### [Exercise details]
Reproduce exactly the lines below, starting with the line that contains "Please place a dot on the vertical" and ending with the last line of the records, both included, and nothing else.
■ ■ ■ ■ ■
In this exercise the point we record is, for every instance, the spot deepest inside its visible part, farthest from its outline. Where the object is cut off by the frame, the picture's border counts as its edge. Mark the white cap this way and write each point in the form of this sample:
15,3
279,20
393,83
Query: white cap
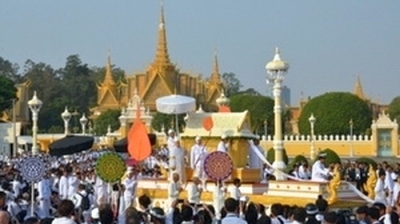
130,169
95,213
244,199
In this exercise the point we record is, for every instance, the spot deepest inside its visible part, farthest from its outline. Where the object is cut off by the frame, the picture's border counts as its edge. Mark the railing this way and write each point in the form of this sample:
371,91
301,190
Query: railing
321,138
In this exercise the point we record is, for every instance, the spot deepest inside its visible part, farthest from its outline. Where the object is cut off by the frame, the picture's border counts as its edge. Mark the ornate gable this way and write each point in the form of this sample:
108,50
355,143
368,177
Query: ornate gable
157,88
214,93
108,99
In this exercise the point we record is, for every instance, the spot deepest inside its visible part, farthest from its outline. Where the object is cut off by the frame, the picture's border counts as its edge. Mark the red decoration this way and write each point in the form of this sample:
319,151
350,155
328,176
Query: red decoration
218,165
224,109
139,146
208,123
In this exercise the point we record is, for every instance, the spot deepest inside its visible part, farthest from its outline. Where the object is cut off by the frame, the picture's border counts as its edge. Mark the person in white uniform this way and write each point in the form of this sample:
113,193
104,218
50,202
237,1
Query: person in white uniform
174,189
177,161
319,171
44,190
194,191
254,159
198,154
223,145
171,139
234,191
380,190
130,185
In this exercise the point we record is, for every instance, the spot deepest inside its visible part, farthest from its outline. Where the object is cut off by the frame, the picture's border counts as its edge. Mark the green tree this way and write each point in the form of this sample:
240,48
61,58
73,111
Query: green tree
78,83
167,121
99,73
250,91
232,84
394,108
333,112
44,80
271,156
367,161
109,117
331,156
8,92
9,70
299,159
259,107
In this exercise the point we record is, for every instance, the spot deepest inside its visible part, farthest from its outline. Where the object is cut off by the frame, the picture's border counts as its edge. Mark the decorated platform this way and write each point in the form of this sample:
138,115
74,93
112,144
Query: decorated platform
284,192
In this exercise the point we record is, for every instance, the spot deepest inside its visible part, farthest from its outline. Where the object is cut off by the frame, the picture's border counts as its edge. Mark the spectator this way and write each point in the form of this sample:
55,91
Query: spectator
157,215
373,215
299,216
361,214
106,214
66,211
330,218
4,217
232,212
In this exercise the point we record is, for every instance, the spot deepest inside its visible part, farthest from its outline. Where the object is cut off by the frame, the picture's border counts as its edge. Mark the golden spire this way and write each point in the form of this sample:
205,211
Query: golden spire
162,56
108,78
215,75
358,91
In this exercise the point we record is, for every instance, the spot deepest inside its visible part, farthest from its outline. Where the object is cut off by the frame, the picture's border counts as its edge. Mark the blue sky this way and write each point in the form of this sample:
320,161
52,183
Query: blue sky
327,43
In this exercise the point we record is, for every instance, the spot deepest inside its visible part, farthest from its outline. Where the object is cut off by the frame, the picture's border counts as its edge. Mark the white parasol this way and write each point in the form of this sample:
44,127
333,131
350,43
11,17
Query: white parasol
175,104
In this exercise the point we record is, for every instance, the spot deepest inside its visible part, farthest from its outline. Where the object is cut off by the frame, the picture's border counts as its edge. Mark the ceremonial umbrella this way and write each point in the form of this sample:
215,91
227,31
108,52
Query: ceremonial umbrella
122,144
70,144
175,104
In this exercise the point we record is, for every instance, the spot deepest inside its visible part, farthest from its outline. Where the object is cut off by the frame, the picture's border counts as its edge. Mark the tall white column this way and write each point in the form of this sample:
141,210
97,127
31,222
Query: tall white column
34,105
312,120
66,116
276,70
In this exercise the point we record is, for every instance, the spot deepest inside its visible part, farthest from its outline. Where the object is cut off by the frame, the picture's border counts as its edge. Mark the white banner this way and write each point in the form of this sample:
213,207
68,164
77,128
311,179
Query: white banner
351,186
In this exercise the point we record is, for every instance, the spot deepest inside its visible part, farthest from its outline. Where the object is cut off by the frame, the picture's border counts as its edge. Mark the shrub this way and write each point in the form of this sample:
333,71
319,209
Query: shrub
271,156
331,156
297,159
368,161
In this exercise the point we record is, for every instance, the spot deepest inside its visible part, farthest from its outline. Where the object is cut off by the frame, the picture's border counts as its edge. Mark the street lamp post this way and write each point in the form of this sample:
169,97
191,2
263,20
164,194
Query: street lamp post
351,138
34,105
276,71
66,116
266,129
312,120
83,122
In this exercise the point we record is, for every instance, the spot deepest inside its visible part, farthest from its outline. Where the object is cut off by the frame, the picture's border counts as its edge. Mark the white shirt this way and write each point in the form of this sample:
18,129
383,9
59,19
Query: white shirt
171,142
231,218
17,187
235,193
73,183
254,160
63,220
380,195
389,183
130,187
44,188
194,194
198,154
396,190
63,187
173,191
319,172
222,147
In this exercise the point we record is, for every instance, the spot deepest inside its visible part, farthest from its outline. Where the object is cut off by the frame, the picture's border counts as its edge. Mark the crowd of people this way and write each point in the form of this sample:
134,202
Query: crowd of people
71,192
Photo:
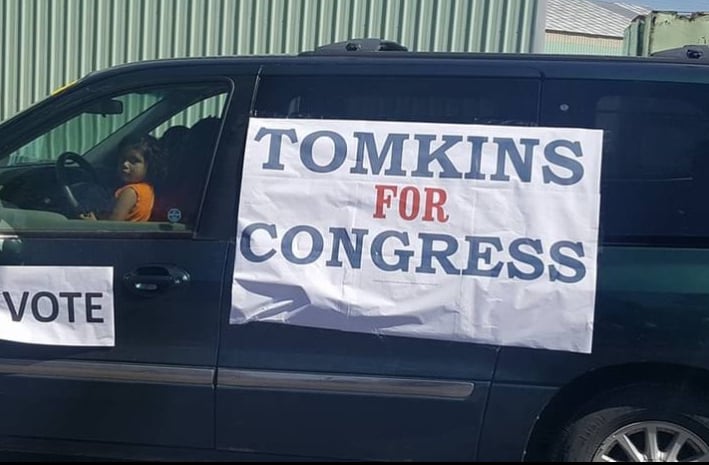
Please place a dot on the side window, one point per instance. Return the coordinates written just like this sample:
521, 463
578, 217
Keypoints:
655, 173
505, 101
84, 130
133, 161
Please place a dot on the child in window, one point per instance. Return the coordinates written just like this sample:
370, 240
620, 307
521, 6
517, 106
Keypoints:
140, 167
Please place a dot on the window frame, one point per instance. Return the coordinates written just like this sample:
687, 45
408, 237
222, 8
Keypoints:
66, 106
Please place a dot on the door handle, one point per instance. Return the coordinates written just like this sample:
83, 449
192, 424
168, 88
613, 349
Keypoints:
155, 279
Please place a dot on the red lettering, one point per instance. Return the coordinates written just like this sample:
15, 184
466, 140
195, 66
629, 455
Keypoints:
435, 198
384, 195
404, 201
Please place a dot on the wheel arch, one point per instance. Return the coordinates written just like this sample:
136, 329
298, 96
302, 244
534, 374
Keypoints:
563, 406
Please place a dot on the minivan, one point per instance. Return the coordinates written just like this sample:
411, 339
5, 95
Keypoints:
120, 339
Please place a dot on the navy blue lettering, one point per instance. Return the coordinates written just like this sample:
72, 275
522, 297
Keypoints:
555, 158
523, 166
315, 249
339, 153
274, 148
475, 254
404, 256
520, 255
245, 242
394, 144
54, 303
340, 238
14, 313
90, 307
426, 156
70, 296
476, 157
566, 260
427, 253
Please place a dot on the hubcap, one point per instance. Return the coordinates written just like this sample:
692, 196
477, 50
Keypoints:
652, 441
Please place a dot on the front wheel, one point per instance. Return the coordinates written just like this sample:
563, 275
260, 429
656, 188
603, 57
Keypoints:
642, 423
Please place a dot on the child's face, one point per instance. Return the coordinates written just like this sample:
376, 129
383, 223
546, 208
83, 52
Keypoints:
132, 166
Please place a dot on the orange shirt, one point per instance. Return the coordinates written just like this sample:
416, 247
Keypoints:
144, 204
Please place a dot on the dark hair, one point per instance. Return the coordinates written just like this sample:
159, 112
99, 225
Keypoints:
153, 154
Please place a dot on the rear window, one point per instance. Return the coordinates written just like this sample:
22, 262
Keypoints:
655, 175
446, 100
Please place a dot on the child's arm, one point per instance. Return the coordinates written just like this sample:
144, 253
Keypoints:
125, 202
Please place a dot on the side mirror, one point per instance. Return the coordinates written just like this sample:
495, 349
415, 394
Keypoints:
105, 107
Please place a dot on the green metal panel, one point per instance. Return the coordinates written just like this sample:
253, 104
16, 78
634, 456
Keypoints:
659, 31
45, 43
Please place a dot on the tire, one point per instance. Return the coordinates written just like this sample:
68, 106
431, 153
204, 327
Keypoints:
643, 423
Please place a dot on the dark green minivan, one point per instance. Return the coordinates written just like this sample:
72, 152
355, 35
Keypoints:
172, 379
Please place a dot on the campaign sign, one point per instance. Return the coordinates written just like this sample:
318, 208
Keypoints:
57, 305
473, 233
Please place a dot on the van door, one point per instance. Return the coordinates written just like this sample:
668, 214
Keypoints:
154, 385
315, 392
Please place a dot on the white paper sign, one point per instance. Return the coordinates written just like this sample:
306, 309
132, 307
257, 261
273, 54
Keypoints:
472, 233
57, 305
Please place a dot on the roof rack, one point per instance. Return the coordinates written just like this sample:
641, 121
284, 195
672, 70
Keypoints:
352, 46
688, 52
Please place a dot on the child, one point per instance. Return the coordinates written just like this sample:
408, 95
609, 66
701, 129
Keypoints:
140, 167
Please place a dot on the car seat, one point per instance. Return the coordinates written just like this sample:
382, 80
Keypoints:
177, 200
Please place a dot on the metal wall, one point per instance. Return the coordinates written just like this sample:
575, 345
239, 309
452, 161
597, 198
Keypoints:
46, 43
581, 44
659, 31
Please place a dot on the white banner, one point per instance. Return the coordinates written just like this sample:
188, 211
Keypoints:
472, 233
57, 305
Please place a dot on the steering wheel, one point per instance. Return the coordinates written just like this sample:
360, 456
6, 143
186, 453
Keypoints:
64, 179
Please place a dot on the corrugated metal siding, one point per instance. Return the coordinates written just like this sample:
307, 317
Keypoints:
45, 43
579, 44
659, 31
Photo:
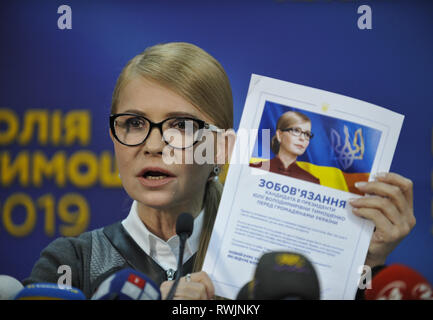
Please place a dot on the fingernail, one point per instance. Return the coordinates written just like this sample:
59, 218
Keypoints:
380, 175
360, 184
352, 200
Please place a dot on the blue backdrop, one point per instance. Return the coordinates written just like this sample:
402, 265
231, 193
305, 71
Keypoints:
59, 82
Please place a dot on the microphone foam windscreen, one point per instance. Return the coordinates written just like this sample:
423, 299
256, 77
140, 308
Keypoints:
185, 224
9, 287
127, 284
49, 291
285, 275
399, 282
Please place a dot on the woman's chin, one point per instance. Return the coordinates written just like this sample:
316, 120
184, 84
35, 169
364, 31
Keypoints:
156, 201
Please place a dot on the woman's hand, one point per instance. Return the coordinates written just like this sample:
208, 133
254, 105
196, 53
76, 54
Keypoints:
389, 204
198, 287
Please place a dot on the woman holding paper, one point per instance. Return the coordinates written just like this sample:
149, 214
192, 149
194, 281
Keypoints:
291, 139
159, 95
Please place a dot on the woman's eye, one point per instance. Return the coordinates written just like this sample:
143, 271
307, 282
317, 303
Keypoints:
180, 124
134, 123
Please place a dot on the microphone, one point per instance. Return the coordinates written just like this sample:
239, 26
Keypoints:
49, 291
127, 284
184, 227
9, 287
282, 276
399, 282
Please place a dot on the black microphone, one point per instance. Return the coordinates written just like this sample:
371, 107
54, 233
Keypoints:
282, 276
184, 227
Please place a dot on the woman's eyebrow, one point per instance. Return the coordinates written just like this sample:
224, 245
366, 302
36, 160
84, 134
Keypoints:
168, 115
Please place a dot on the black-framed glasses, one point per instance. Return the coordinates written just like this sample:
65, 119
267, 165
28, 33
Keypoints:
298, 131
179, 132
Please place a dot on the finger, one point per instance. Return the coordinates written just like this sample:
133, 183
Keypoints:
405, 184
380, 204
190, 291
382, 224
385, 190
203, 278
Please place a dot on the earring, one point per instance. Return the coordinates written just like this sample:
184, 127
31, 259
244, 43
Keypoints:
216, 170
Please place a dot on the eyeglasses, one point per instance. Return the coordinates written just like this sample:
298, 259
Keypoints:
298, 131
178, 132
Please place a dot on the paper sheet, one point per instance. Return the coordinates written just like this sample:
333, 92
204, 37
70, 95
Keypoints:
262, 211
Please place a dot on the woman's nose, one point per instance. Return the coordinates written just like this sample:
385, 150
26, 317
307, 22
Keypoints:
154, 142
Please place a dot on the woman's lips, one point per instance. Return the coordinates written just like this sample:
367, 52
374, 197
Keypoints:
155, 177
155, 182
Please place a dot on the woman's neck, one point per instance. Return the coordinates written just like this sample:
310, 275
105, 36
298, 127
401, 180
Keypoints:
286, 158
162, 222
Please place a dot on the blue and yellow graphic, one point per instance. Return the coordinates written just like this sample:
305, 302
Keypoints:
340, 153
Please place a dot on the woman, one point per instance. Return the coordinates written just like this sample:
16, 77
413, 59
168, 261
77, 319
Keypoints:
291, 139
162, 92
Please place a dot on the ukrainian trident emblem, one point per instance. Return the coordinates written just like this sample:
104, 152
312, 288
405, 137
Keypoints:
347, 152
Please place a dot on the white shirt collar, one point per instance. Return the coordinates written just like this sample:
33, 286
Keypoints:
165, 253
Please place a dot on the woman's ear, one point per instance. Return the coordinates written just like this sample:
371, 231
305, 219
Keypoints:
278, 134
225, 145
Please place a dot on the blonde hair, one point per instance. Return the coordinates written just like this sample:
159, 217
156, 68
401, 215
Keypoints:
200, 79
287, 120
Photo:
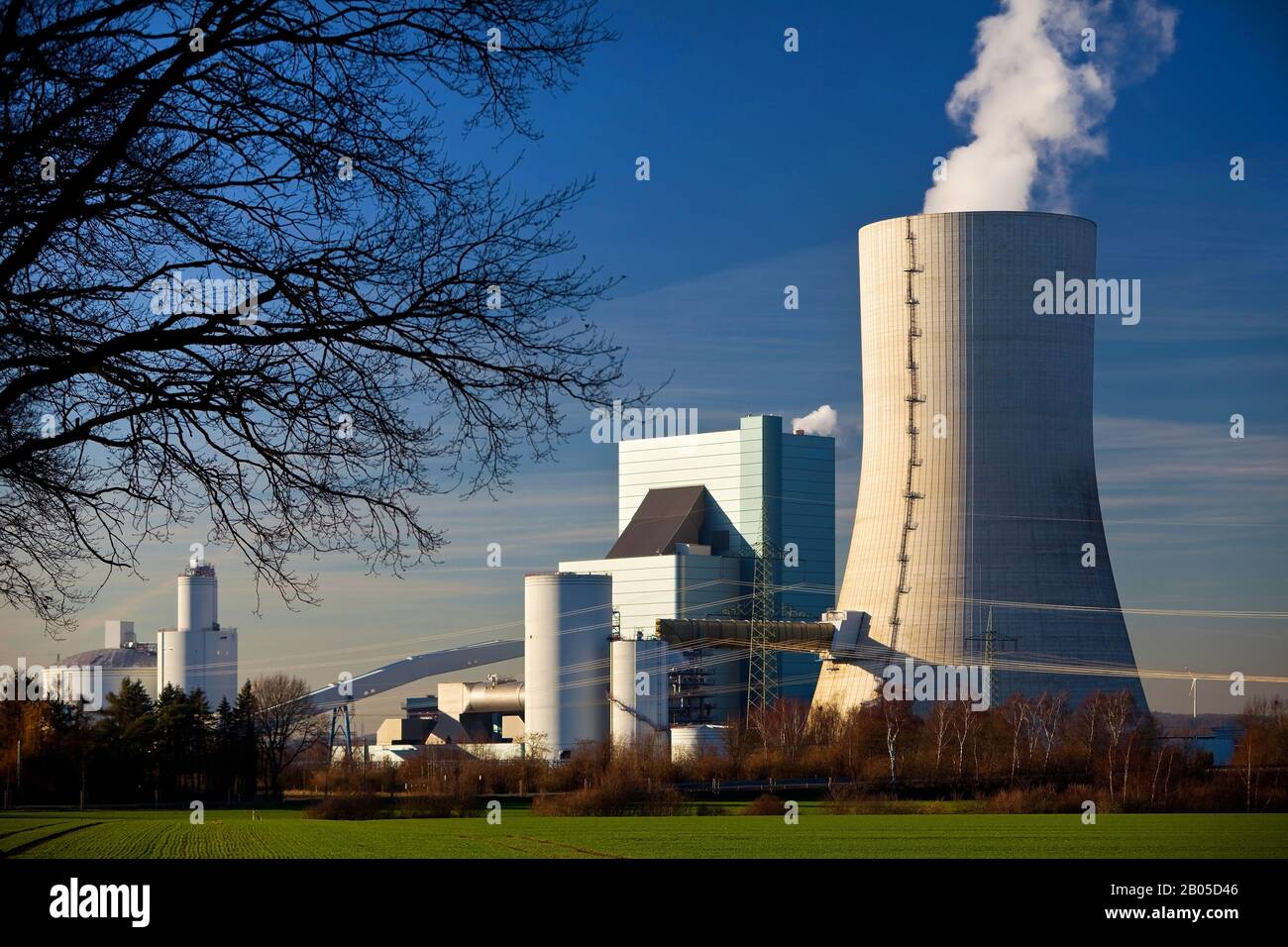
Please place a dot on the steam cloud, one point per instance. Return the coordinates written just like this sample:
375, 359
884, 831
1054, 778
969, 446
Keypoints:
1034, 101
820, 420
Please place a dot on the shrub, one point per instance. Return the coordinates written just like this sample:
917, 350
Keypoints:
346, 806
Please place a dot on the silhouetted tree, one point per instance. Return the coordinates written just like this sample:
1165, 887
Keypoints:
417, 326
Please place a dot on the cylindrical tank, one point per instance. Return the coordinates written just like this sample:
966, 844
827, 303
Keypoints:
197, 652
503, 697
694, 740
978, 483
638, 688
220, 677
180, 659
198, 598
567, 618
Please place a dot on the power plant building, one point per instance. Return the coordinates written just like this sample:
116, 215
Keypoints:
691, 510
198, 652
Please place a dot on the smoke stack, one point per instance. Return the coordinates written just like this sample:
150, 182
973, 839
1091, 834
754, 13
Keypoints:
978, 489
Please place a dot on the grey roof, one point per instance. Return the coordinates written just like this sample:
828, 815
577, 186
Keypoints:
666, 517
112, 657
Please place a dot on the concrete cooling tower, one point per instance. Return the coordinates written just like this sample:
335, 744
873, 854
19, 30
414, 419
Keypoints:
978, 487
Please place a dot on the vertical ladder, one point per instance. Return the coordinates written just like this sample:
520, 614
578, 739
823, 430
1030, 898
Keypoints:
913, 398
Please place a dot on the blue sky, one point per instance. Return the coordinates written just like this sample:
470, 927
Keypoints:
764, 165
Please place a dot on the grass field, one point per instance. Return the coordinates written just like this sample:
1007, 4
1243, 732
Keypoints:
283, 834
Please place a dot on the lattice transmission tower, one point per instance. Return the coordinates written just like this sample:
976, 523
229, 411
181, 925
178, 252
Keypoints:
763, 660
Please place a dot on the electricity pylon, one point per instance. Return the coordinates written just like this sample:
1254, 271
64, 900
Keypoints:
763, 661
■ ■ ■ ■ ■
### [Answer]
Please place a dot on the vertical ladder, one point per instance. Return the coordinates written just like this sample:
520, 614
578, 739
823, 430
1030, 898
Keypoints:
913, 398
Please place a dot on the blue sky, one point per instance. Return the coordinates written just like this sample:
470, 927
Keypoints:
764, 165
Please place a dot on the grass field, one point per instance. Return the coordinates written just like this sample:
1007, 4
1243, 732
Keypoints:
283, 834
Please place a dot on the lattice transmission tower, one point per instance. Return the coordinates written just like this sample:
976, 523
229, 411
181, 925
178, 252
Keypoints:
763, 660
Please place a dot on the electricity pylon, one point per instance. Return the coordinates written just like this sample:
1254, 271
64, 900
Keypoints:
763, 661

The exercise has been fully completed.